__What to produce__
Count the lines in the records below that contain the string "calm", with case counting, and give only the number.

Annotation data for object locations
******

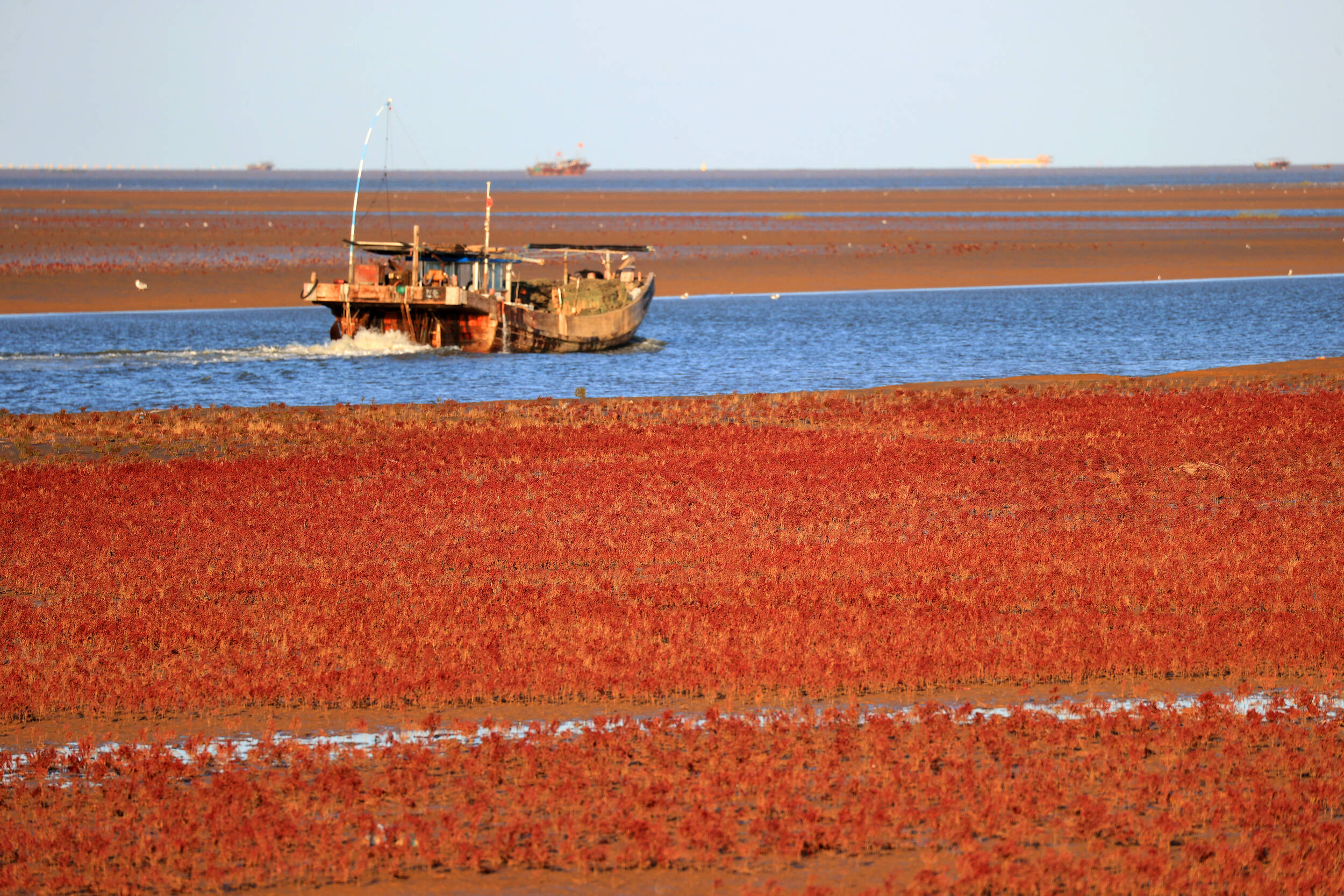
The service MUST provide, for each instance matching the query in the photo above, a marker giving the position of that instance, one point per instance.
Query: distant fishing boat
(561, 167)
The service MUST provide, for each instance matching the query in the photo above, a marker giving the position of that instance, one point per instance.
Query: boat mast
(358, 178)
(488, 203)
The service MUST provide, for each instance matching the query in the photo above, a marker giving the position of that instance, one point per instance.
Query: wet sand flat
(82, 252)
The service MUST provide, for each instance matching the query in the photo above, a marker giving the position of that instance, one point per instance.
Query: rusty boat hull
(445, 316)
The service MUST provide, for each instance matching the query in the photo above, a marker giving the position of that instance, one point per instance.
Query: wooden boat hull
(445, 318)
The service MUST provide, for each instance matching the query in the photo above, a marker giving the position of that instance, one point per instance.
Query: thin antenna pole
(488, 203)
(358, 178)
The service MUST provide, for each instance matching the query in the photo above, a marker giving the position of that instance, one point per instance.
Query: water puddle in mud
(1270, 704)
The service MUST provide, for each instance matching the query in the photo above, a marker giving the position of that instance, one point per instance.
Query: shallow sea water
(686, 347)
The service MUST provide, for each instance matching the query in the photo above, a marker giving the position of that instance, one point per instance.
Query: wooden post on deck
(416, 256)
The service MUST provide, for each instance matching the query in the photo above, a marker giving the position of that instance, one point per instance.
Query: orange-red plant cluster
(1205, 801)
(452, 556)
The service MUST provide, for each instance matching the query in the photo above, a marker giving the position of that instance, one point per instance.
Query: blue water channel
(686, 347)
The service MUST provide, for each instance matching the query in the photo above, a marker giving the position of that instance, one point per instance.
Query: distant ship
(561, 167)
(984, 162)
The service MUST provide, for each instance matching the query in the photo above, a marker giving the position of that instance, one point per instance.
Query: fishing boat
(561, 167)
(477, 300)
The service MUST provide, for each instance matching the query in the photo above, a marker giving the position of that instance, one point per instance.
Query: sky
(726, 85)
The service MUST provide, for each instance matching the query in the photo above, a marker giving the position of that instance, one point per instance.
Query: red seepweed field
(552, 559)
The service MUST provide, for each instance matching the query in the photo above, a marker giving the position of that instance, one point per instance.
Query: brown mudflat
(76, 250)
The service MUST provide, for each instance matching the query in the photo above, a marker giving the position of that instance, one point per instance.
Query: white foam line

******

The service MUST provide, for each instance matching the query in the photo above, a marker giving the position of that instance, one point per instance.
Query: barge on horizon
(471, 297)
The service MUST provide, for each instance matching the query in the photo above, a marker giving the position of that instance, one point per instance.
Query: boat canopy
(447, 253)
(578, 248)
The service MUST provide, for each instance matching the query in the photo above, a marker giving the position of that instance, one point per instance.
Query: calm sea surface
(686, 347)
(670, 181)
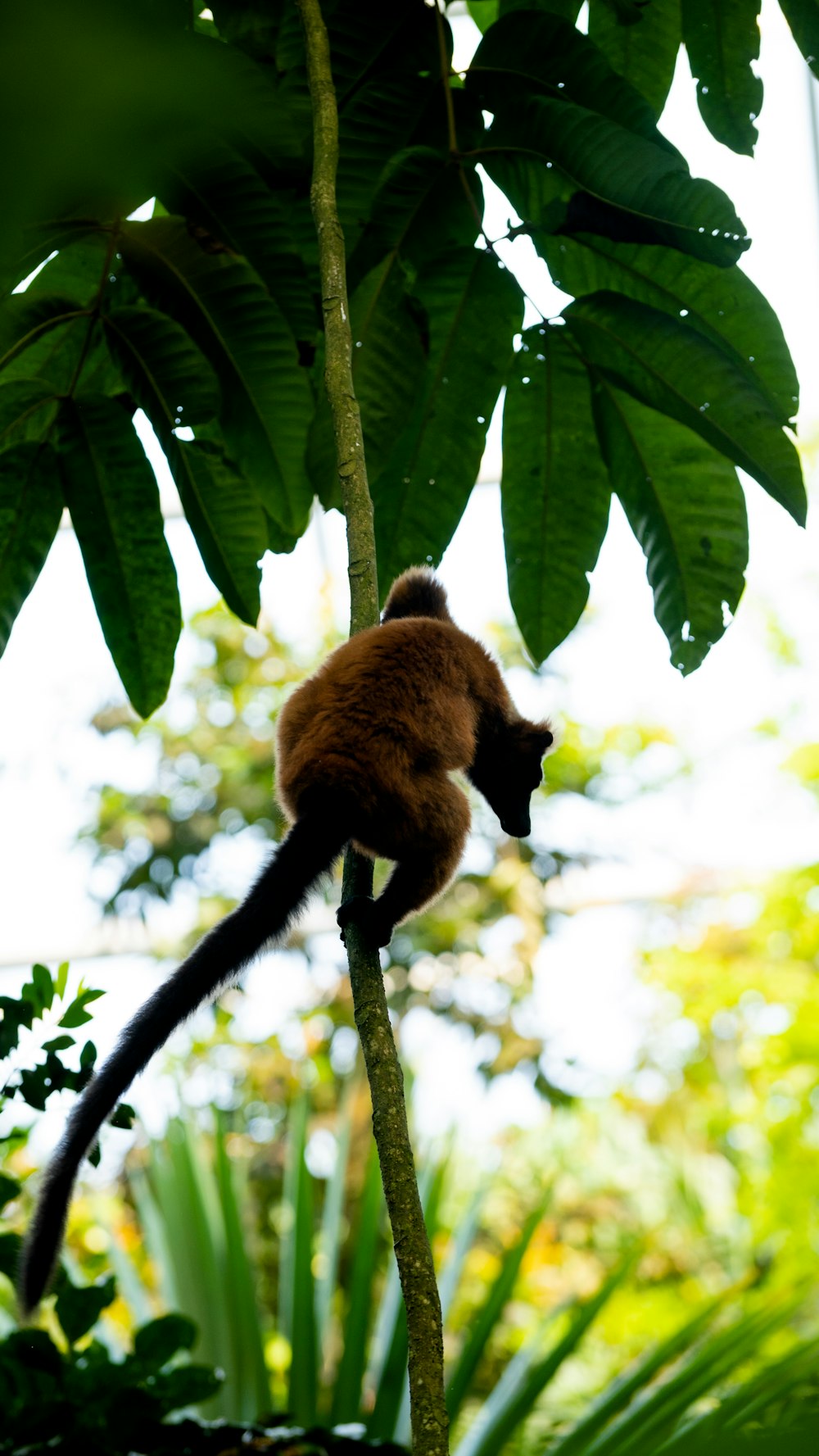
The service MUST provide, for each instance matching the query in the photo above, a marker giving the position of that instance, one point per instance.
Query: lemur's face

******

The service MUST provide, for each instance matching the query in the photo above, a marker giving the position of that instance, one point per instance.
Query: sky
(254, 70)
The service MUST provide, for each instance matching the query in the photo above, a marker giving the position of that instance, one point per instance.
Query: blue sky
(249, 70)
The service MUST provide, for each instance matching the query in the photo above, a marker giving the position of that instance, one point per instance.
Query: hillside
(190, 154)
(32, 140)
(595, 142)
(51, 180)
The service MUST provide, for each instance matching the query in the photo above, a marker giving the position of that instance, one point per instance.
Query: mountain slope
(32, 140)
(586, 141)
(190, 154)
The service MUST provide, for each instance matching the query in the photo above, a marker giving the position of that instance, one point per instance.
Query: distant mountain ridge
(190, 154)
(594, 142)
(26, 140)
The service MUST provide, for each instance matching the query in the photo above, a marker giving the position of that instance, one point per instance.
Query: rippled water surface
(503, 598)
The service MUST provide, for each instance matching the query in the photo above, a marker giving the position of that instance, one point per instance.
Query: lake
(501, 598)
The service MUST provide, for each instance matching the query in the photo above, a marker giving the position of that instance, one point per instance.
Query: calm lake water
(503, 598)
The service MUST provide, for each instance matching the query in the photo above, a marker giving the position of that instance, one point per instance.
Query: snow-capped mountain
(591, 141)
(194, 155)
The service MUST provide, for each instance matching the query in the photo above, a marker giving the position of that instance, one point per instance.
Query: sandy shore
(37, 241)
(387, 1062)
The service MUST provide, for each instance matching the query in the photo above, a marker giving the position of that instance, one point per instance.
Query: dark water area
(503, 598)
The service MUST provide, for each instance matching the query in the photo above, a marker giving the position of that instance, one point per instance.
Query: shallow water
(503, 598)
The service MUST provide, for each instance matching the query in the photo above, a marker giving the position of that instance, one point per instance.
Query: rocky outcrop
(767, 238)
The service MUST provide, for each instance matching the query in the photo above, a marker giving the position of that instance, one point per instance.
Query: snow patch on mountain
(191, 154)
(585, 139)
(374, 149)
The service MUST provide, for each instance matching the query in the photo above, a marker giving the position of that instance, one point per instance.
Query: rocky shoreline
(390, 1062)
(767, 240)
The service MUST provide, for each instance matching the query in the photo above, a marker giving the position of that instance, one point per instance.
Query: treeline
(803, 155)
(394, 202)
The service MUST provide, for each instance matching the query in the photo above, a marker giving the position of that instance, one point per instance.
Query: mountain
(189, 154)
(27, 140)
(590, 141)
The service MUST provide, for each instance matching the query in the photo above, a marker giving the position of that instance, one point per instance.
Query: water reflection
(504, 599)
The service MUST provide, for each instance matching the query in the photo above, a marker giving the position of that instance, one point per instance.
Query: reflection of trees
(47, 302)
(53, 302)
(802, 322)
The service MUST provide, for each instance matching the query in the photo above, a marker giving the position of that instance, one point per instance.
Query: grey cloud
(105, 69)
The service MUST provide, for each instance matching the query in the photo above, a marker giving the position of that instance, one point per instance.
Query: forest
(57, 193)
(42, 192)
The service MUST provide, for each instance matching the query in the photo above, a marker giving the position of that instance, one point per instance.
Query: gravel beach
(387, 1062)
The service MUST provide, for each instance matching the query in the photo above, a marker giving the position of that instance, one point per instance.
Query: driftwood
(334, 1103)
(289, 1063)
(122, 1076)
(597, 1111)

******

__Correct output__
2